Work required:
Reproduce each line of the entries that carries "negative".

Source records:
BEGIN

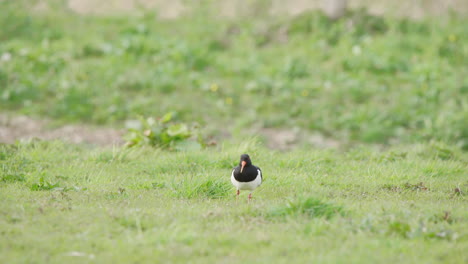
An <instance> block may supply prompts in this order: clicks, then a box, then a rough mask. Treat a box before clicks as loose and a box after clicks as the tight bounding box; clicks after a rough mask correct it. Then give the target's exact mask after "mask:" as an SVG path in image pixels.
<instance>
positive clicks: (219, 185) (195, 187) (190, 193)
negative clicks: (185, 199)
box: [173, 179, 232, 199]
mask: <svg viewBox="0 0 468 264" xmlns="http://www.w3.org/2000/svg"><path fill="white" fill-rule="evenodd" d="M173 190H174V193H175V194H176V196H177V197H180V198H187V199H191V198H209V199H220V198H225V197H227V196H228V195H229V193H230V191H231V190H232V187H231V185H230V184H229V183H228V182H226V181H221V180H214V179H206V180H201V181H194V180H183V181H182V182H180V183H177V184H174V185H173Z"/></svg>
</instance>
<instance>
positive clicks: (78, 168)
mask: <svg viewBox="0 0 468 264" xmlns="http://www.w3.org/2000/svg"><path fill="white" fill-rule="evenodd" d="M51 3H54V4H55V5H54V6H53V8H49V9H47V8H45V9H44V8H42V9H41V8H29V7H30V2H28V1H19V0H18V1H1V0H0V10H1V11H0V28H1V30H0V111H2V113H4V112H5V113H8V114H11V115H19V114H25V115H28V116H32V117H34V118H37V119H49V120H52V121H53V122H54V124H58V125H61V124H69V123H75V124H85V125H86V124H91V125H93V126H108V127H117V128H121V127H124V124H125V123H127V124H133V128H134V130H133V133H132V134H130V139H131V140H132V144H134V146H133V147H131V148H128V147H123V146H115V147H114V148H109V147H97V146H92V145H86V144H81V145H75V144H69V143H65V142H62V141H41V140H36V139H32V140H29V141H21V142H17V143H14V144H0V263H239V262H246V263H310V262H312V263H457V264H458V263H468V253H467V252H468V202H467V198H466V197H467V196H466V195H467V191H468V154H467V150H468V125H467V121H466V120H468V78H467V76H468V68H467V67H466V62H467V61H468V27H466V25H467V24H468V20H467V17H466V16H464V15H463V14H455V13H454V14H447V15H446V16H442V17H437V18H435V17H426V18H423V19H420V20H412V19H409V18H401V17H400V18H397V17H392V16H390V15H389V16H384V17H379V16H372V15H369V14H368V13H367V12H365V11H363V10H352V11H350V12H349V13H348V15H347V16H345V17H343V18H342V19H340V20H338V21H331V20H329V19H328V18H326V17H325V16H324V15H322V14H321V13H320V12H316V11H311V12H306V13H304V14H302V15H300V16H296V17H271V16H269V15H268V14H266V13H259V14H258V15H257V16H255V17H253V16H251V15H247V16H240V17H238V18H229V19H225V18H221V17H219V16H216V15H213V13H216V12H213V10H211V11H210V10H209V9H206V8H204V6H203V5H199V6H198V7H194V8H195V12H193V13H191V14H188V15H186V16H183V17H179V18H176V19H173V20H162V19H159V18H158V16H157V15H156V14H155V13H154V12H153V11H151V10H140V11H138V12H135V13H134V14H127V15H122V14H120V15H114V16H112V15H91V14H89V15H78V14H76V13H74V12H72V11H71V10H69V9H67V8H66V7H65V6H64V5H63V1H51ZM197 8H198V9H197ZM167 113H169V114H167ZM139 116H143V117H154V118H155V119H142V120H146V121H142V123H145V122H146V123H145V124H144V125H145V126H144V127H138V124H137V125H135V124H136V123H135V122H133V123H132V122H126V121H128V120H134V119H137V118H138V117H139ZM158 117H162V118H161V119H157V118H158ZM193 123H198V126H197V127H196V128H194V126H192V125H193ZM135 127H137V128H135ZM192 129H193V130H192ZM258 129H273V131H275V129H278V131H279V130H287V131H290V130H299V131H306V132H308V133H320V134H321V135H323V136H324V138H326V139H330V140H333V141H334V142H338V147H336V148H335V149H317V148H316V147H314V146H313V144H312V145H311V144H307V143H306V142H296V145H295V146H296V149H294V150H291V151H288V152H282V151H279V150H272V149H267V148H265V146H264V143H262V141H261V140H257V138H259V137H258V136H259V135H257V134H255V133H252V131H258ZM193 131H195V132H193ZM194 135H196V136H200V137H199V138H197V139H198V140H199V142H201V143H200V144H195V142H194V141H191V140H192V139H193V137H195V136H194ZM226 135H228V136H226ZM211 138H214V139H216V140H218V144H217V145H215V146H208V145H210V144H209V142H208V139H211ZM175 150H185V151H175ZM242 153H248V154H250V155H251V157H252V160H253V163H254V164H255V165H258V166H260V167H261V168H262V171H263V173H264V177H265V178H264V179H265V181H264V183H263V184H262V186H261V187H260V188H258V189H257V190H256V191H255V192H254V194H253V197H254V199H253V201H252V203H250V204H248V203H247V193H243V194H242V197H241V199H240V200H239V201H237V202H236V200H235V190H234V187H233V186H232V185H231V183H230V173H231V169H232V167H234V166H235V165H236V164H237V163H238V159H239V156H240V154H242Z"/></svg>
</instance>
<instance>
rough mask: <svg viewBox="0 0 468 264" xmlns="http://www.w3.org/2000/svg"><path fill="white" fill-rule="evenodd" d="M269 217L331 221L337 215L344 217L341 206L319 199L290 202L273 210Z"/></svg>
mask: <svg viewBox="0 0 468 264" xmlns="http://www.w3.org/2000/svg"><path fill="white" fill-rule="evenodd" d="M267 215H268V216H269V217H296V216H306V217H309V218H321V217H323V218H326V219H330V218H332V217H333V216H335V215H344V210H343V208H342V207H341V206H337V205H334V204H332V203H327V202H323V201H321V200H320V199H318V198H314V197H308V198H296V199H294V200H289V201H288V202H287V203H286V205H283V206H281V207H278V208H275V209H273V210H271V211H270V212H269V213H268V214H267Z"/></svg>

END
BEGIN

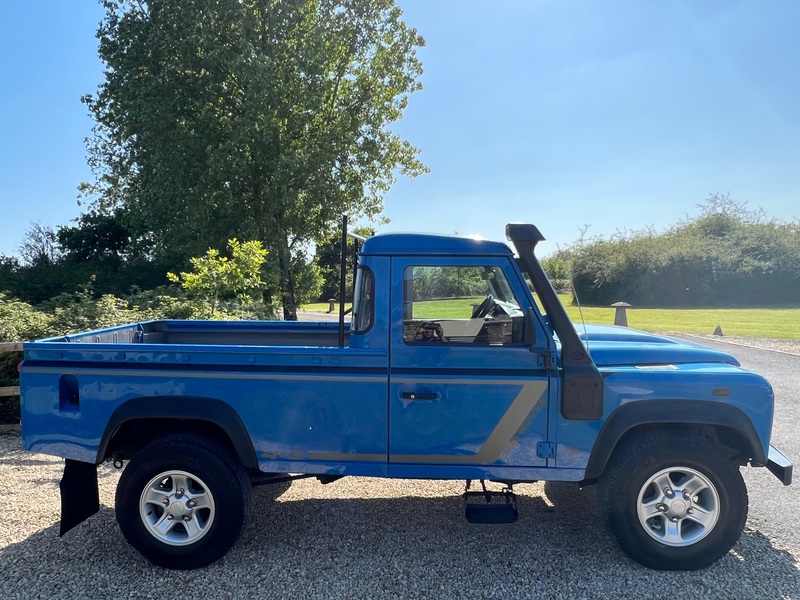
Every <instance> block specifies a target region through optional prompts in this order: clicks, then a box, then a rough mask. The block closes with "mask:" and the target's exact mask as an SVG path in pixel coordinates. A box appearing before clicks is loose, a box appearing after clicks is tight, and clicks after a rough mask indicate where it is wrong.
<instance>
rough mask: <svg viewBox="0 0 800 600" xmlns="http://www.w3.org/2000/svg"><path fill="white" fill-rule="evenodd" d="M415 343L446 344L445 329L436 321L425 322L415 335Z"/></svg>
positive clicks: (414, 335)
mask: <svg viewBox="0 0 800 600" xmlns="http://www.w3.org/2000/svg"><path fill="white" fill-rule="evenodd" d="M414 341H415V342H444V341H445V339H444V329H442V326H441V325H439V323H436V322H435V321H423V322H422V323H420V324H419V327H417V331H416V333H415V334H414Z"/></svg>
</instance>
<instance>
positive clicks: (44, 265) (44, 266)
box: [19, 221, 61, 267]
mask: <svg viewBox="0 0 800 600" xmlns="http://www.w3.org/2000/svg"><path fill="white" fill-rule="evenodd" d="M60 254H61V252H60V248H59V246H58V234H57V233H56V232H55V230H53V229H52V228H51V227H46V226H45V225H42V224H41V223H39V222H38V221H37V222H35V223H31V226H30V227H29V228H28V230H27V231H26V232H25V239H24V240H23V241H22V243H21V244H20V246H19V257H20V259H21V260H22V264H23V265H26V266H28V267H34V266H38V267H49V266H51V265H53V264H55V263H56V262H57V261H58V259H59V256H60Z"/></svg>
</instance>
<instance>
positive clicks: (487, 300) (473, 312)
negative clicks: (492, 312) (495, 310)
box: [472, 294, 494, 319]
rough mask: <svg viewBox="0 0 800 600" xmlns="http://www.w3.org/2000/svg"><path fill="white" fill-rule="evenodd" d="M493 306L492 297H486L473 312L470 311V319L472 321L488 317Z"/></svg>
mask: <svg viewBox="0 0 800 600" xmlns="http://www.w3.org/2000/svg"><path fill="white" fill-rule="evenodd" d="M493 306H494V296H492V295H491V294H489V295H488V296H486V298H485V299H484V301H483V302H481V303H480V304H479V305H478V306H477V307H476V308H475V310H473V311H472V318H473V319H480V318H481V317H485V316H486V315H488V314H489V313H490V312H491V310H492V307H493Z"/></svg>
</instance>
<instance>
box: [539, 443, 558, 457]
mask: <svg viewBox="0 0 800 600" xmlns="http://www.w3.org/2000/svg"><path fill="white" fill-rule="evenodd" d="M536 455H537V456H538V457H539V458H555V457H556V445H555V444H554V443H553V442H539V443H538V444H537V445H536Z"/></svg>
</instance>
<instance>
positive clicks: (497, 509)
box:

END
BEGIN

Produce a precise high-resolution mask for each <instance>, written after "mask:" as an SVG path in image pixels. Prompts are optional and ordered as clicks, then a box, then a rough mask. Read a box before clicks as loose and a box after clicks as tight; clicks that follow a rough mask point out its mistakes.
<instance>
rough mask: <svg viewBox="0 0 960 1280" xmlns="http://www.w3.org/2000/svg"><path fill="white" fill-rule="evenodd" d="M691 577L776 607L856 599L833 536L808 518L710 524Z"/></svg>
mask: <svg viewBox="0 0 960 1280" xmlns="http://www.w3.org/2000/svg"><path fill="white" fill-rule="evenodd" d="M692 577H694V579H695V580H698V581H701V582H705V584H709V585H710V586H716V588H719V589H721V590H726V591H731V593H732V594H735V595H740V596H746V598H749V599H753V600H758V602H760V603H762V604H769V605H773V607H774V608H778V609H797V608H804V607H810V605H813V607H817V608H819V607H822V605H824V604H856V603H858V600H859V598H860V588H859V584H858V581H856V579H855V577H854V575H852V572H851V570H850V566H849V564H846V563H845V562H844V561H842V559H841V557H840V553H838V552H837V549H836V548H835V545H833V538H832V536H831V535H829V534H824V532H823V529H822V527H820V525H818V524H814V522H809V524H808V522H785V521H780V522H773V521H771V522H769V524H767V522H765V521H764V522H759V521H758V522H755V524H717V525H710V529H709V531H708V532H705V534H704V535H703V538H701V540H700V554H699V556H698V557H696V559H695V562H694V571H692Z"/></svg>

END

Exercise output:
negative clicks: (185, 199)
negative clicks: (492, 312) (495, 310)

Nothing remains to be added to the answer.